* TEXT EXCERPT *
-=-=-=-=-

Rather than actively pushing a white man's burden at the expense of all those outside the white village's purview, Gunple just seems to make a mockery of it all. If there's any critique or praise of imperialism happening in the background, it's mostly coming from the Demiseeds' transformation of this island into a colorful wasteland. And if doing a little tomb raiding for 1UPs helps you save the village from destruction, what's to say that isn't a better alternative? Sure, it's all way too frivolous to mean much of anything, but I disagree with interpretations of this as subliminal Manifest Destiny apologia.

(Except the whole Lara Croft-style looting of archaeological artifacts from dungeons, namely the aforementioned towers. They only end up as score points, but for whom? The space police keeping track of all this? Not like the villagers care—they're just happy to inflate your wallet for clearing a bounty on each boss.)

-=-=-=-=-

Please answer these questions on the Gunple review excerpt:
(a) In the first paragraph, what transforms the island into a colorful wasteland?
(b) What does the parenthetical paragraph say the looted artifacts end up as?
(c) What dungeons does the parenthetical paragraph name as the site of the looting?
The listing after this text is a separate set of material.

* DATASET EXCERPT *
-=-=-=-=-

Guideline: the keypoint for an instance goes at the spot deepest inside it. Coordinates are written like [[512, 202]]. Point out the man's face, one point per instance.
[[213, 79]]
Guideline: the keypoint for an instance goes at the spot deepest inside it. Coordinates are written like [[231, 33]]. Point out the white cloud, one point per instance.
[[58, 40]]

-=-=-=-=-

* FINAL RESULT *
(a) The Demiseeds
(b) Score points
(c) The towers